Input =
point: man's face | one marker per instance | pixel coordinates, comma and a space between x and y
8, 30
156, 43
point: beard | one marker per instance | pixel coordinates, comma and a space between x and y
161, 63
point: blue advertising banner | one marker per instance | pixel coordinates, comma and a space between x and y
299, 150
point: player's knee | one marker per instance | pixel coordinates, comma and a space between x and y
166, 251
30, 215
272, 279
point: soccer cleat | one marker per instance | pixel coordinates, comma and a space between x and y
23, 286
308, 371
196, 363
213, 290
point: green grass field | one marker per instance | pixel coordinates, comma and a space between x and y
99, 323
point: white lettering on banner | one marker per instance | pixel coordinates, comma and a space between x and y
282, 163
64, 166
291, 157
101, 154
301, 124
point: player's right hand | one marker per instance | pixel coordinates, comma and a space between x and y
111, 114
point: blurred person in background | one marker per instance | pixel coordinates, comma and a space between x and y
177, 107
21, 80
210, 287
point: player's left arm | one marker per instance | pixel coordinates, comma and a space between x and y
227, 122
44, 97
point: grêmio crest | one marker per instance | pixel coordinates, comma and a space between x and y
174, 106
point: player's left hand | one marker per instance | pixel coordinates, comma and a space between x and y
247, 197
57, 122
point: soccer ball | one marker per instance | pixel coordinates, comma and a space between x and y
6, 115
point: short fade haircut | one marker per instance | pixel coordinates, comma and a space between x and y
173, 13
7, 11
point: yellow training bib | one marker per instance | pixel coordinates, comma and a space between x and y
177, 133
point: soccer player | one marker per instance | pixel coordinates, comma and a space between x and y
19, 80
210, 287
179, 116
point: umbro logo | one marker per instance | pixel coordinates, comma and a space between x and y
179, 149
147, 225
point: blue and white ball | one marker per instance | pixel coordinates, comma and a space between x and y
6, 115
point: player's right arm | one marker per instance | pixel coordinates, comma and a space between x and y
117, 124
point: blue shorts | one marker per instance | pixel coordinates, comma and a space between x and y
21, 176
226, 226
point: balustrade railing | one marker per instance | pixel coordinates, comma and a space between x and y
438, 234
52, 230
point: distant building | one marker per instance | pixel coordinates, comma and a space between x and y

Problem requirements = Give a word-for-word copy of the records.

Result for this exercise =
point: man's face | one marker per instance | pixel coordinates, comma and a space between x and y
8, 30
156, 43
point: beard | one marker per instance | pixel coordinates, comma and a space between x and y
161, 63
point: blue advertising banner | one marker per instance | pixel coordinates, comma and a space between x and y
299, 150
point: player's knee | one marker per instance | pixel coordinates, comma and a space between x and y
166, 251
30, 215
272, 279
point: soccer cleat | one marker per instance | pixel coordinates, comma and a space between x and y
23, 286
308, 371
196, 363
213, 290
point: green grass field | one marker per instance | pixel coordinates, comma and a space between x and y
99, 323
point: white lettering on banner | one marker per instance | pixel coordinates, comma and a space between x and y
282, 163
64, 166
291, 157
101, 154
301, 124
point: player's right hand | one marker per instance | pixel coordinates, comma and a space between x and y
111, 114
point: blurred person in background | one marker per instance | pixel coordinates, comma and a space between x and y
177, 107
21, 80
210, 287
point: player's left arm | one marker per instance | pixel coordinates, comma and a space between x and y
227, 122
44, 97
point: grêmio crest | one marker per instance | pixel coordinates, comma and a space between x and y
174, 106
point: player's left hand | one marker per instance | pixel coordinates, comma and a space between x and y
247, 197
57, 122
point: soccer ball | one marker per instance | pixel coordinates, comma and a space between x and y
6, 115
point: short fade haircut | one marker per instance | pixel coordinates, comma and a space between x and y
173, 13
7, 11
point: yellow training bib | one marker per instance | pixel coordinates, comma and a space between x and y
177, 133
point: soccer player | one marker per instance | pixel coordinates, comma and a space between x and y
19, 80
210, 287
179, 116
point: umbro logo | one marker per instance | pixel coordinates, comma and a space between x and y
179, 149
147, 225
point: blue and white ball | one marker per instance | pixel coordinates, comma and a space between x and y
6, 115
point: player's right arm | one marker per instance | pixel coordinates, comma and a space between x and y
117, 124
point: blue shorts | one marker per instance | pixel coordinates, comma and a space between x and y
21, 176
226, 226
point: balustrade railing | one marker per instance | pixel coordinates, comma and a space between x and y
438, 234
52, 230
point: distant building | one marker per instance | pixel coordinates, comma and a space between x and y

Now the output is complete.